Exatamente como já o fiz, na anterior travessia do deserto, durante o lulopetismo,
que demorou o exato dobro de meu autoexílio de sete anos no exterior, durante a
ditadura militar, que tampouco existe, segundo o chanceler e um anterior responsável
pelo MEC.
Entre 2003 e 2016 não tive nenhum cargo na Secretaria de Estado das
Relações Exteriores, quando então passei vários anos nesse douto exílio, especial
para bibliófilos, o que me possibilitou escrever dois ou três livros, além de
incontáveis artigos. Aliás, não sei se o embaixador Seixas Corrêa reparou, mas
esta pequena nota que escrevo num aeroporto leva o número 3.447 na minha lista
de trabalhos originais, sendo que o último trabalho publicado, justamente uma
avaliação dos cem primeiros dias da diplomacia do genro dele (na verdade não é) – “Uma revolução cultural
acontece na diplomacia brasileira”, revista Época
(10/04/2019; link: https://epoca.globo.com/uma-revolucao-cultural-acontece-na-diplomacia-brasileira-opiniao-23588268)

TAREFA A CUMPRIR
Responda com base no trecho sobre a diplomacia brasileira:
1. Quantos anos durou o autoexílio no exterior durante a ditadura militar?
2. Que número a pequena nota escrita num aeroporto leva na lista de trabalhos originais?
3. Em que revista saiu o último trabalho publicado, e com que título?

DADOS EM ANÁLISE

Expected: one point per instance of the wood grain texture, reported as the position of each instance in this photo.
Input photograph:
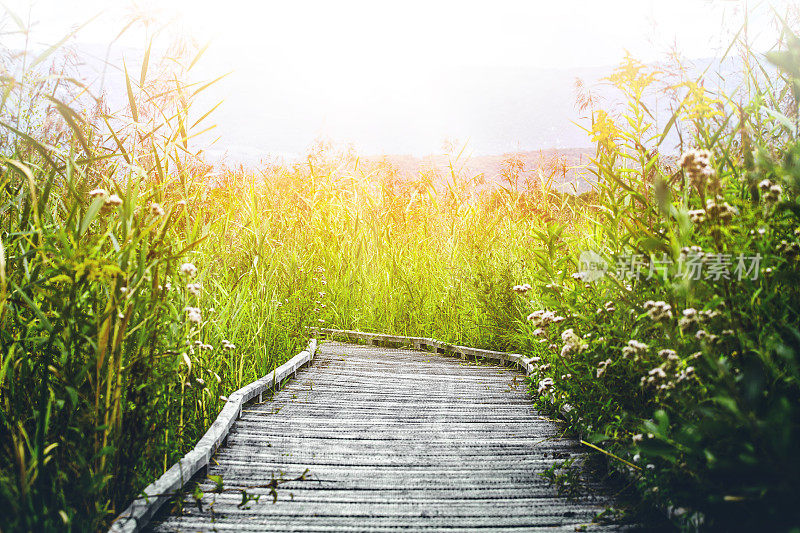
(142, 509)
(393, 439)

---

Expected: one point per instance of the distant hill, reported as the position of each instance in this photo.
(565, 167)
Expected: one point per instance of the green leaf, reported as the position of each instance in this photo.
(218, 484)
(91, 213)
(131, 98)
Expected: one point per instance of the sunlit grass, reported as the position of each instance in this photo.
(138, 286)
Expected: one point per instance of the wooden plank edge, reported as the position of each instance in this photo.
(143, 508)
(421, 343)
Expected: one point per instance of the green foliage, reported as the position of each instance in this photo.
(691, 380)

==

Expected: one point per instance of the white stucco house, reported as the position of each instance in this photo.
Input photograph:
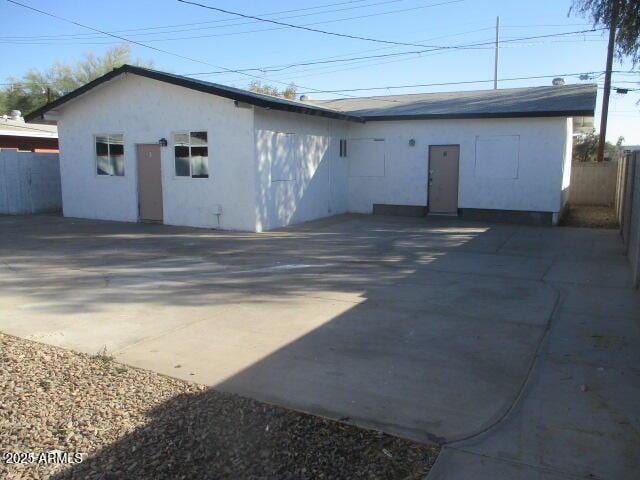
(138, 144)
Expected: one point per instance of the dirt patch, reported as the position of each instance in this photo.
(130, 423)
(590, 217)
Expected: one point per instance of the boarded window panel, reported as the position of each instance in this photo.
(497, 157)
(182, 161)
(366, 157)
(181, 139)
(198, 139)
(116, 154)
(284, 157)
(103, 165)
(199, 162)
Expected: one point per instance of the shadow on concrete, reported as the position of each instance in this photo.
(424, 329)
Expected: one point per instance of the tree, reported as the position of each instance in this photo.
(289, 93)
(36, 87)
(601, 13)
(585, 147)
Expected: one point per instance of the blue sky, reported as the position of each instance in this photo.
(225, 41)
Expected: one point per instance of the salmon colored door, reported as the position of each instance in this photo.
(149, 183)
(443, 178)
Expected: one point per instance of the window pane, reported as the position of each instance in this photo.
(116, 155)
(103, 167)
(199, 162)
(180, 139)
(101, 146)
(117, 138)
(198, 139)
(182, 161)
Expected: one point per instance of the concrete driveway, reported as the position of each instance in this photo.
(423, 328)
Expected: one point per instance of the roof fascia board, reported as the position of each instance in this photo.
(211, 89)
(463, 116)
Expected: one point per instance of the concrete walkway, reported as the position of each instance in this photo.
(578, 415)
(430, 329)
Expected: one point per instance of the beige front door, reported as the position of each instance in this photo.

SOLUÇÃO
1. Sete anos.
2. O número 3.447.
3. Na revista Época, com o título "Uma revolução cultural acontece na diplomacia brasileira".